►
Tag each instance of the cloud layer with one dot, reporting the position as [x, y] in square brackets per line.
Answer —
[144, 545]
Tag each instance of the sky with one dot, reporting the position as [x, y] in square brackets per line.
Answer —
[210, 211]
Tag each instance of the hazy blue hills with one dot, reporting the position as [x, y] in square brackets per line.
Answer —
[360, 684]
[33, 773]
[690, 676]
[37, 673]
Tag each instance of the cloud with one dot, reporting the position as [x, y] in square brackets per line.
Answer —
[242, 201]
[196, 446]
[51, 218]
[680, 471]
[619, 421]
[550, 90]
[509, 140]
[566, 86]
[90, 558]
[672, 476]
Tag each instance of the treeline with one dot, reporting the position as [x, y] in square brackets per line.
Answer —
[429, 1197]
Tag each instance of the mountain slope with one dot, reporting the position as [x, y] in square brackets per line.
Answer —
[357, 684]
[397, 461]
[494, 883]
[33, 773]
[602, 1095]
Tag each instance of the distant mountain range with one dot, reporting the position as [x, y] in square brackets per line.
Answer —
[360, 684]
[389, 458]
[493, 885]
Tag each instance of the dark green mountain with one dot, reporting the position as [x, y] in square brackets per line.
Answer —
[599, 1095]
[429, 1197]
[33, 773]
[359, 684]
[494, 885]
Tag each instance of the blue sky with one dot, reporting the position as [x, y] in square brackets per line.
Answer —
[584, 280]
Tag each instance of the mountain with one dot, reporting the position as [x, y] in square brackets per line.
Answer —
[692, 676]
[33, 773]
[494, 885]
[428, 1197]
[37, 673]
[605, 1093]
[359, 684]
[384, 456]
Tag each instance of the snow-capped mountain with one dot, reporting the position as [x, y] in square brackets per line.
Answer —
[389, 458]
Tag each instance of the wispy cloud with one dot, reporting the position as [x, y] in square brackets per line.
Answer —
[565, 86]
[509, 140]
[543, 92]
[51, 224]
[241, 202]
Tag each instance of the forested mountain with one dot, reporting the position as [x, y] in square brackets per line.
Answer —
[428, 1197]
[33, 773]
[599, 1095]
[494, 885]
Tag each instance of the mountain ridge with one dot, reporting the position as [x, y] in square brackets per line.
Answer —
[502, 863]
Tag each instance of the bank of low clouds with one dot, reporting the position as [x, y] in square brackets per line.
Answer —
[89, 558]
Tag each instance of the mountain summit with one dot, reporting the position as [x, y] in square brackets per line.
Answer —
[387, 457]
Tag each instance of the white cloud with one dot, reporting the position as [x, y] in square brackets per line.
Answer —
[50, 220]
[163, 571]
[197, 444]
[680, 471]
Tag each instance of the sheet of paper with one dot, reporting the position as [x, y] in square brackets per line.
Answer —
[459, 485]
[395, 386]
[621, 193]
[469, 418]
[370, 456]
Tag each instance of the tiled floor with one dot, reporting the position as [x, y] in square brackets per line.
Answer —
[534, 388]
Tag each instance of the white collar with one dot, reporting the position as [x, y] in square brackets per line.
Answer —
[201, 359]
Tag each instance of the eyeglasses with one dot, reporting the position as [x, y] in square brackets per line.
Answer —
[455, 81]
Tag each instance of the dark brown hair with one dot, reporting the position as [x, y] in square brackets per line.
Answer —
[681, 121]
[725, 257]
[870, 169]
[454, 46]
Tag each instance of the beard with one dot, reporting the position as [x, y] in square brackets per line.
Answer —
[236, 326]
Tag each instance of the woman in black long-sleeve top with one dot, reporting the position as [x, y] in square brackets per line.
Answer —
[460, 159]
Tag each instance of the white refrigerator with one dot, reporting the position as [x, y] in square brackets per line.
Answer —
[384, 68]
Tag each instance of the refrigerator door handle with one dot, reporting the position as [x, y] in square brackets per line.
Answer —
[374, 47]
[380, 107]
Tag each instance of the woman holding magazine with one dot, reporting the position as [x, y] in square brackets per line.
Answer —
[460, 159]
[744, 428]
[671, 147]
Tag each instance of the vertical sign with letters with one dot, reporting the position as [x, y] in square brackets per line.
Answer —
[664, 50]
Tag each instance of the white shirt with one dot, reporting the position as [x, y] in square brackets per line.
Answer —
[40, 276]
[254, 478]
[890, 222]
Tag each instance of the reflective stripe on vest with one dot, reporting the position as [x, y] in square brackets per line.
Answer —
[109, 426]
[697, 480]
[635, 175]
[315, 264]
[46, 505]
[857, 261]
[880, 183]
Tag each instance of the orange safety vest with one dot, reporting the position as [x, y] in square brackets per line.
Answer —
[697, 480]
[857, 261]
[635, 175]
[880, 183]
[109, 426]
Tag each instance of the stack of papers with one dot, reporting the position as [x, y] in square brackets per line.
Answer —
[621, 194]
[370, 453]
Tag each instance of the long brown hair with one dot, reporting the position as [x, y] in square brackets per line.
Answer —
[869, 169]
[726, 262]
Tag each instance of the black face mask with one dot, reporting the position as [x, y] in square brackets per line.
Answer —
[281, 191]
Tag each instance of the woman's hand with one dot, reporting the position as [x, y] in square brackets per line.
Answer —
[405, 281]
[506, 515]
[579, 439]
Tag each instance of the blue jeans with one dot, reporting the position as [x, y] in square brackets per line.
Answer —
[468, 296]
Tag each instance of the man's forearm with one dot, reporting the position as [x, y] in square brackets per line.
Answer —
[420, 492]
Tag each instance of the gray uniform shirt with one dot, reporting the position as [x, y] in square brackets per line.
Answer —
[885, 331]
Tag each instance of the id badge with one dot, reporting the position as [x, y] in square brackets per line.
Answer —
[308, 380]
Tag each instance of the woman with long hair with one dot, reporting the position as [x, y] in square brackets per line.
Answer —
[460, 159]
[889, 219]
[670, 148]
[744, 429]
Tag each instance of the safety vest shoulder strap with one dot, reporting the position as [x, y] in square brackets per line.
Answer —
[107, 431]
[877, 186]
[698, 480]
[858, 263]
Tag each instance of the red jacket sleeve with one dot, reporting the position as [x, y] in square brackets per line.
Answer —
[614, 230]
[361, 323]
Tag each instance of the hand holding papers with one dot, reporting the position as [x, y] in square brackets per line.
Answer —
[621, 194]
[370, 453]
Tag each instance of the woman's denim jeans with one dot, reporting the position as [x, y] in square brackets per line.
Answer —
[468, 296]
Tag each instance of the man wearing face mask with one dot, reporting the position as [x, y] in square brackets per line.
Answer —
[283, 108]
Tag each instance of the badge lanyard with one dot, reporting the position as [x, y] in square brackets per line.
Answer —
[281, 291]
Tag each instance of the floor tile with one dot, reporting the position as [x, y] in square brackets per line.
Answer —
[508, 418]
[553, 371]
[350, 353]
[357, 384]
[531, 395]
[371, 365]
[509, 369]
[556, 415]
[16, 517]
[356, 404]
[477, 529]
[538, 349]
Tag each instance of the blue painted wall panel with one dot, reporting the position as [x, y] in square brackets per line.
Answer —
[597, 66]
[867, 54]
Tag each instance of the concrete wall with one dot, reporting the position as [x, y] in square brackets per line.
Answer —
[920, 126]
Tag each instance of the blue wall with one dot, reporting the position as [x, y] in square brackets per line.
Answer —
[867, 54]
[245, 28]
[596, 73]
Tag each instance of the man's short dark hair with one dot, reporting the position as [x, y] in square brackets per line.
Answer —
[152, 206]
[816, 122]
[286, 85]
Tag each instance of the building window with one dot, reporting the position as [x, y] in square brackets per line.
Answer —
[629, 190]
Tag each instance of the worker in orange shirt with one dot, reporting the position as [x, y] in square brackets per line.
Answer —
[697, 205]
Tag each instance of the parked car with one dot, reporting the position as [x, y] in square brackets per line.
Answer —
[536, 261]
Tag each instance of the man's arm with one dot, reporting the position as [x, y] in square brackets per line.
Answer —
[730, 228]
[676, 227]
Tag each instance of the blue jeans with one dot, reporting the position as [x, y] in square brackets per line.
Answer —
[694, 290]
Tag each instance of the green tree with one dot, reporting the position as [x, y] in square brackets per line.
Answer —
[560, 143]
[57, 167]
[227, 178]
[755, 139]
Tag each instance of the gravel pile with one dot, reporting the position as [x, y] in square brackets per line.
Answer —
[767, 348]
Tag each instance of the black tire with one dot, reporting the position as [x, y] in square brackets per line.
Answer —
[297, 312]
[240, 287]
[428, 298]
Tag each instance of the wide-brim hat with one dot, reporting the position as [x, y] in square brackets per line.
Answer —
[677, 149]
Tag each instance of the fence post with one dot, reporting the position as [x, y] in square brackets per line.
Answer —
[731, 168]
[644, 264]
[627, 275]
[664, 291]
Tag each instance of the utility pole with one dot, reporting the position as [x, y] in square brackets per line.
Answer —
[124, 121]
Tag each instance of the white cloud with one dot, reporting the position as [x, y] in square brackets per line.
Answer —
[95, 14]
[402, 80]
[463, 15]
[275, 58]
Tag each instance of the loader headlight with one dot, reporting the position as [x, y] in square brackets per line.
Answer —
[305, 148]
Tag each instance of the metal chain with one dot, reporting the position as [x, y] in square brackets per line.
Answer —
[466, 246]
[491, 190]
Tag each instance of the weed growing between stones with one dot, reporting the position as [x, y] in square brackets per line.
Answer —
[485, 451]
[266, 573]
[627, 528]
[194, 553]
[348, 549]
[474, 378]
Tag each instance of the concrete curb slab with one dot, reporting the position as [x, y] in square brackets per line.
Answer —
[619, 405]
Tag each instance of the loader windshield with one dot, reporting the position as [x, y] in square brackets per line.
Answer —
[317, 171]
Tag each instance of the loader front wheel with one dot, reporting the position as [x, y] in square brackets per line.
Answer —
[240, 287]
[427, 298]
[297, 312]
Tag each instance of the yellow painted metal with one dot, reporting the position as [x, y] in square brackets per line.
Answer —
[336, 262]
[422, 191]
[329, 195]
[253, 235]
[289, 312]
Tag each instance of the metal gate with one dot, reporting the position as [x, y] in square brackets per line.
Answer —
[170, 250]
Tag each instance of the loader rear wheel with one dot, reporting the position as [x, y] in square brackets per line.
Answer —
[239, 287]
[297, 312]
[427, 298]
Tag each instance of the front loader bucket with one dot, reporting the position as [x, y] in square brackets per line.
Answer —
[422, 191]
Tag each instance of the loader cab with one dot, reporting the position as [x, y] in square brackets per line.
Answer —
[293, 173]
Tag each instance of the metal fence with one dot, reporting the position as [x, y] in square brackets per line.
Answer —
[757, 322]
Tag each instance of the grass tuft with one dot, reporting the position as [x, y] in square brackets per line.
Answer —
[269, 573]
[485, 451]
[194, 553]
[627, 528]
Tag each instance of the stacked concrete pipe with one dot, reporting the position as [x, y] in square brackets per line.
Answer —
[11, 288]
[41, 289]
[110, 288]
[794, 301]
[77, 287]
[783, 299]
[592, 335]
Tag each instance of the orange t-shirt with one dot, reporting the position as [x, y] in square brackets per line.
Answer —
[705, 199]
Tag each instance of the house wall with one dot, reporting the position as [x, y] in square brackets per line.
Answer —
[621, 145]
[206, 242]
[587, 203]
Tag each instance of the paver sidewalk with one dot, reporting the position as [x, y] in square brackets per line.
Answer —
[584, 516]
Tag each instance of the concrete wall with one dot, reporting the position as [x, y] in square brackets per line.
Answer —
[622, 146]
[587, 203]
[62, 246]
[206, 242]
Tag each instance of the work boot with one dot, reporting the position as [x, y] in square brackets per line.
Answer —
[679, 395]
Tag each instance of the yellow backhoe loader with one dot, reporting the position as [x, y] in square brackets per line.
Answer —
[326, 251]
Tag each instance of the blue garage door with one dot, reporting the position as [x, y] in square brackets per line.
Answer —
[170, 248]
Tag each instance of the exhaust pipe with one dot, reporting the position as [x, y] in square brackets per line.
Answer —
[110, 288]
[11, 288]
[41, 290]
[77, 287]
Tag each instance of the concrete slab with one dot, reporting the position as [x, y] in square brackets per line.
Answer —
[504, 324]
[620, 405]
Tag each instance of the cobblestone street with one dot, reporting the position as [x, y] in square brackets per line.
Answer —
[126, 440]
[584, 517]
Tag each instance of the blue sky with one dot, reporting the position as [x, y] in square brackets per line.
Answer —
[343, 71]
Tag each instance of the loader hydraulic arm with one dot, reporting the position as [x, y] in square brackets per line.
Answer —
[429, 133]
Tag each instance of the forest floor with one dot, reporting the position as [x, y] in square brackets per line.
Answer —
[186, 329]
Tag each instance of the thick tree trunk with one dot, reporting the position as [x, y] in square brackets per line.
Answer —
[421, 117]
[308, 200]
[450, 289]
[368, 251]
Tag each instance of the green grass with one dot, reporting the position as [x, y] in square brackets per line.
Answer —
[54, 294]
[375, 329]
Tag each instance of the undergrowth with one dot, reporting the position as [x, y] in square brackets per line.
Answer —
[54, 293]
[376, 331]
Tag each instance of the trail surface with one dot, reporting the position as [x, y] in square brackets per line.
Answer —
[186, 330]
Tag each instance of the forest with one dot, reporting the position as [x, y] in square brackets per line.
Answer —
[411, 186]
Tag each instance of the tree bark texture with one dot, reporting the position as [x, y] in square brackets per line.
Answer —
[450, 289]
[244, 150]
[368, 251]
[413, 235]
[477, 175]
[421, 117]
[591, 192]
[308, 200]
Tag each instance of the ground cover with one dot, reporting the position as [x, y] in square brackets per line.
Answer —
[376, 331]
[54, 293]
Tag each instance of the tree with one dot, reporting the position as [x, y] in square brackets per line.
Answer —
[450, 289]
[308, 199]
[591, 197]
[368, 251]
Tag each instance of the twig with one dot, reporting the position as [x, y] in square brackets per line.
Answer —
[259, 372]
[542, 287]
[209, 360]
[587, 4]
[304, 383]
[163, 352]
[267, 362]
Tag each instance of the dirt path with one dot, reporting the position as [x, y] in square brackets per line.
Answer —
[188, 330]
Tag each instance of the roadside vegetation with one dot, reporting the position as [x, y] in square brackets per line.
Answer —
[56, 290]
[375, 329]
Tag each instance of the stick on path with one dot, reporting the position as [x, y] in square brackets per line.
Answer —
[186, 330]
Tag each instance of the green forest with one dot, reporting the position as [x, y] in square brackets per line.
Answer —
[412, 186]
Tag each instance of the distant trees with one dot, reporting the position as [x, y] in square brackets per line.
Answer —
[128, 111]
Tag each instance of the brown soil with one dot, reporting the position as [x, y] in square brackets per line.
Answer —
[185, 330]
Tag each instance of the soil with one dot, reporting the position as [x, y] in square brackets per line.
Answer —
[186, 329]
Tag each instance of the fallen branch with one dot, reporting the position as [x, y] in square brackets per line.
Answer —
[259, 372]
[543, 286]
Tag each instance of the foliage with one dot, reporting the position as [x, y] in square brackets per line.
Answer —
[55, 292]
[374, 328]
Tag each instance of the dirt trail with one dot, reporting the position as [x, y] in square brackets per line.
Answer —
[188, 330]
◄
■ **To be done**: Put the records starting with the line that contains "Tag each instance of the fallen" and going on through the end of the records into a two-column CSV with the columns instruction and points, one row per record. Place its text and its answer each in a single quoted field, with line breaks replaced by spaces.

■ **Full response**:
instruction,points
"Tag each instance of the fallen branch with one dot, reporting the position as [x, y] in square brackets per line. Answer —","[259, 372] [543, 286]"
"Tag each instance of the foliage with one dot, reporting the position as [x, y] in square brackets per line. Answer —","[55, 292] [374, 328]"
"Tag each instance of the dirt trail with one dot, reporting the position as [x, y] in square brackets per line. Answer —","[188, 330]"